> [Passage to read]
● ● ● ● ● ● ●

It's always fun when articles in expensive scholarly journals reach the age at which the public can read them free of charge. By clicking here, you can download a free copy of this article from the Journal of the National Cancer Institute:
It's a pretty authoritative study that seems to contradict an earlier study, accepted by the United Nations' public health officials but not those of the United States, that pronoounced glyphosate to be a "probable carcinogen." Citing stacks of other interesting studies, Andreotti et al. report that a statistical study found only weak correlations between glyphosate exposure and several types of cancer, with the exception of myeloid leukemia. There was a stronger correlation between glyphosate exposure and myeloid leukemia. Also, most of the glyphosate-exposed cancer survivors had been exposed to other carcinogens.
Does that mean glyphosate is not a carcinogen?

● ● ● ● ● ● ●

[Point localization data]

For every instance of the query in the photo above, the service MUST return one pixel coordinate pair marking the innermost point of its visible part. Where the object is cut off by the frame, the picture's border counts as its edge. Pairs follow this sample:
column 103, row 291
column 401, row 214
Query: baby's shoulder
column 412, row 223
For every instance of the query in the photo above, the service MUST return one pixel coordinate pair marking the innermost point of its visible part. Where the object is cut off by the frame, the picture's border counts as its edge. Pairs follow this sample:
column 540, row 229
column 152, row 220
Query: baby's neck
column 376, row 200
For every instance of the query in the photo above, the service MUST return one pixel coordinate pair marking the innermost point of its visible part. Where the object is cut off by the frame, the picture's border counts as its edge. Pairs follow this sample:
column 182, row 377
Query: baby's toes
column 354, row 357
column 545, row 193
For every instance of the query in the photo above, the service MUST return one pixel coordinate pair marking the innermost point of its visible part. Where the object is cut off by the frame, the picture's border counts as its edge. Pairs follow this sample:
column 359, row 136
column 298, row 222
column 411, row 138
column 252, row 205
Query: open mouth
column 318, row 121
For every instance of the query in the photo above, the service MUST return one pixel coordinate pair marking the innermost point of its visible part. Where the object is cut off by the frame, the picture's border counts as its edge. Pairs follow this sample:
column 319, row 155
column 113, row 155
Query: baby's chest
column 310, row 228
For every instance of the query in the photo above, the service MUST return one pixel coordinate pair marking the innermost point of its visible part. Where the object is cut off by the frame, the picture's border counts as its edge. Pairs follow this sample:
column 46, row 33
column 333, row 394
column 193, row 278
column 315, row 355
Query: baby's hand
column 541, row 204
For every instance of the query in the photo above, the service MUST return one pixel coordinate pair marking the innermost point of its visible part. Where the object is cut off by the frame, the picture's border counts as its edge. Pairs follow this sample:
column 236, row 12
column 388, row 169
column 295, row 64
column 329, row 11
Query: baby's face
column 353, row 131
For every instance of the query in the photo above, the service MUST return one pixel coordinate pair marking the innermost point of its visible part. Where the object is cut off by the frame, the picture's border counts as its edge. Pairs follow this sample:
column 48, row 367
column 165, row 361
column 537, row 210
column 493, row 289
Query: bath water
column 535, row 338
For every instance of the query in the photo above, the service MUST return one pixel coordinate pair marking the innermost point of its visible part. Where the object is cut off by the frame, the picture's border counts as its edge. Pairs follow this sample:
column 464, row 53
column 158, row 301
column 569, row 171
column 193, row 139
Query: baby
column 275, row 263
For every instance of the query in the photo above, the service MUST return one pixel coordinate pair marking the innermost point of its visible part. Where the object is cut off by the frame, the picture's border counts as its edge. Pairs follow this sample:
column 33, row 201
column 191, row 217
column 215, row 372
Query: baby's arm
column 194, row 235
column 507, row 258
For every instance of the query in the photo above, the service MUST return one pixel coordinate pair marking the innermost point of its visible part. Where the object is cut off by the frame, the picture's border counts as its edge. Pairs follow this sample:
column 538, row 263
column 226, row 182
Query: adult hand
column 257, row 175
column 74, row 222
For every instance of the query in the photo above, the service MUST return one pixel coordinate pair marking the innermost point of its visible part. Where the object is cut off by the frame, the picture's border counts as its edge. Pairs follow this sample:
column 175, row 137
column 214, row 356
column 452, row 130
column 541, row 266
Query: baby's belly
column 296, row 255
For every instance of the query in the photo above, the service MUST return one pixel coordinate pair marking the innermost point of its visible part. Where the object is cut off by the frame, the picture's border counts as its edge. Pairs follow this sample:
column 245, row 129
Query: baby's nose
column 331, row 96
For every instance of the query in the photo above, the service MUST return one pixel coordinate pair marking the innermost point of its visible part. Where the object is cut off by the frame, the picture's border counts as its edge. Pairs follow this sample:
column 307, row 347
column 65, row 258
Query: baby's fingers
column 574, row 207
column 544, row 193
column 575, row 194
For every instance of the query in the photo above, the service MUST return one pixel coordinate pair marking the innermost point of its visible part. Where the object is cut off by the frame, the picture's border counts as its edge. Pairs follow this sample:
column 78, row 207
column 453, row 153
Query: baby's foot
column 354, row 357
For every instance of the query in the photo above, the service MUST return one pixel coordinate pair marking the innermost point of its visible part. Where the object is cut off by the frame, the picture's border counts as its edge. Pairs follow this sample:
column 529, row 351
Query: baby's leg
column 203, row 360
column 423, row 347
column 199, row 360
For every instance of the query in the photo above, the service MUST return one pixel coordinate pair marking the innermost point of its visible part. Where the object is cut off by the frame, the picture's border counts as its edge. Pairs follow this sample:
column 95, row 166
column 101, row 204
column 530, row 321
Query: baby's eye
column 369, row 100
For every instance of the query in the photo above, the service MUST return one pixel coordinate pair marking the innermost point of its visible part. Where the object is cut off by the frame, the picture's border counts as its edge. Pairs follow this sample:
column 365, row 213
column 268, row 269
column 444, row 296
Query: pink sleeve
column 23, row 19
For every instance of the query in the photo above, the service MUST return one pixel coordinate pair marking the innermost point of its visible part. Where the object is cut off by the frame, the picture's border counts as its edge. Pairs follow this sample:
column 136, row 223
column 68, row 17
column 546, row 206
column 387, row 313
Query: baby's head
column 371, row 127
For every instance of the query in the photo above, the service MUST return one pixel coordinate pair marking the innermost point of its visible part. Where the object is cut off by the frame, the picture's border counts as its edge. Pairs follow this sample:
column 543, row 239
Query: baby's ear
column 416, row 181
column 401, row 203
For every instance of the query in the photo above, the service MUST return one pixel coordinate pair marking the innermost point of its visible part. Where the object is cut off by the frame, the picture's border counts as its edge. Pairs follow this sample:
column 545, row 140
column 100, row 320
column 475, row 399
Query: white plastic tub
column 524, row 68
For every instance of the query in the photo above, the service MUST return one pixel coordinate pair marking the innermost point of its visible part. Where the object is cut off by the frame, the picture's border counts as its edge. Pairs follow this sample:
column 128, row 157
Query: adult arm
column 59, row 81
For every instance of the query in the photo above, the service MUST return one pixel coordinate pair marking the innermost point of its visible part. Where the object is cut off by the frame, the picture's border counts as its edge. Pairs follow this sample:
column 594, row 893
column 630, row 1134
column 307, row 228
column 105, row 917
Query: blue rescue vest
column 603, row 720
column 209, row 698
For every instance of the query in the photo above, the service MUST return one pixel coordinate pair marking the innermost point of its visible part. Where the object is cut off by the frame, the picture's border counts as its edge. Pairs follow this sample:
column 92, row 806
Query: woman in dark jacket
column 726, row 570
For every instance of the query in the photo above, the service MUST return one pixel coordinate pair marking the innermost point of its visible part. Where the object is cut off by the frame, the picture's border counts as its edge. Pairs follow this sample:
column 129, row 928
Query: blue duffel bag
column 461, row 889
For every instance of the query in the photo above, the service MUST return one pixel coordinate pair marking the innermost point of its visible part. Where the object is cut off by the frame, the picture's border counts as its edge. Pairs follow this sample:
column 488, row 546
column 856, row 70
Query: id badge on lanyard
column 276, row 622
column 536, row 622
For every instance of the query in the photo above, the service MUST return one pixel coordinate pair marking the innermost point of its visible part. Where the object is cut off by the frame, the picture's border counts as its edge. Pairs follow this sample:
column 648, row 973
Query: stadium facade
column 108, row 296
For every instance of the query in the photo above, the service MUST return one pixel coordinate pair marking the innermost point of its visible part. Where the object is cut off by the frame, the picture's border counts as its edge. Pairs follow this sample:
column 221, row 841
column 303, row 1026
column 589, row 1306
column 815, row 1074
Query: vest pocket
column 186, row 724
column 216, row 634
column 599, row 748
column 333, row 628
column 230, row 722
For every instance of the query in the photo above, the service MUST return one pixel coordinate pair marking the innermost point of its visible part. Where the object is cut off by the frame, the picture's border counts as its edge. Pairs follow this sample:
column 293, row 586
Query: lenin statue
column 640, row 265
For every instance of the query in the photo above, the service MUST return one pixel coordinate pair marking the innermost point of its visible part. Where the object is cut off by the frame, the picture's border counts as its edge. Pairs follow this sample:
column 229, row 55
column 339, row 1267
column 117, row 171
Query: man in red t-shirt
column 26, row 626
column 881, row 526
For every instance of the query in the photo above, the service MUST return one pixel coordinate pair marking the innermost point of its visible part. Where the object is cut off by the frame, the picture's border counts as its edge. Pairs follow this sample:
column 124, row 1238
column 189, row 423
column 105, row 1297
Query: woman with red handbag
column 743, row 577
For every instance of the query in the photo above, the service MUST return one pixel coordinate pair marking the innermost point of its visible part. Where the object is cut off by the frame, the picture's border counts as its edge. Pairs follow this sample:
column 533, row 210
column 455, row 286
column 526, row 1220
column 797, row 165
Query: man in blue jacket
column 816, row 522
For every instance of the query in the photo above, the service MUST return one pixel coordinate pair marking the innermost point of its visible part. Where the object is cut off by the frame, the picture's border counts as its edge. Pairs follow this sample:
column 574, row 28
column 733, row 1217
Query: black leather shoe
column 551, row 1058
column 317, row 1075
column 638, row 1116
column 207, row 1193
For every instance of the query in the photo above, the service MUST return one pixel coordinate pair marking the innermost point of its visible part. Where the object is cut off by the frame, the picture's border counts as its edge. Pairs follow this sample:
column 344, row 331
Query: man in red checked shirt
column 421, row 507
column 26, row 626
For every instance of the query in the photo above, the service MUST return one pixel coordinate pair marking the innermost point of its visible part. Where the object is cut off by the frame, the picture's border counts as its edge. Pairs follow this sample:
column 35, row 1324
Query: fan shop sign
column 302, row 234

● ● ● ● ● ● ●

> [Problem statement] Continue the article about the glyphosate and cancer study, starting right after its last sentence. These entries have nothing to do with the article about glyphosate and cancer.

> [Reply to the exercise]
Wouldn't it be pleasant if our bodies could only suffer from one kind of damage at a time? /Wouldn't it be fair? You have a broken arm, so you can't have a broken leg. You are too much Thanksgiving dinner, so you can't have food poisoning. You used to smoke cigarettes, so glyphosate couldn't have had anything to do with your having lung cancer.
Bosh.
Any naturopathic doctor will tell you that, actually, the causes of symptoms are more likely to be "all of the above" than to be "either/or." The person with the broken arm is more likely to have a broken leg, from the same accident or a later one, because the person's bones aren't as hard as they ought to be. The person who ate too much turkey is more likely to have ingested more of the bacteria that cause food poisoning. The person who used to smoke cigarettes has done some damage that makes it easier for cancer to develop in per lungs, and glyphosate may add to that damage and speed up the growth of the cancer.
The Andreotti team's results don't contradict the results of other glyphosate studies. They fit right in with the pattern observed in studies of immediate, often minor, glyphosate reactions: Most individuals will show some sort of adverse reaction, but most individuals will not show one of several specific reactions, because glyphosate reactions are such individual things.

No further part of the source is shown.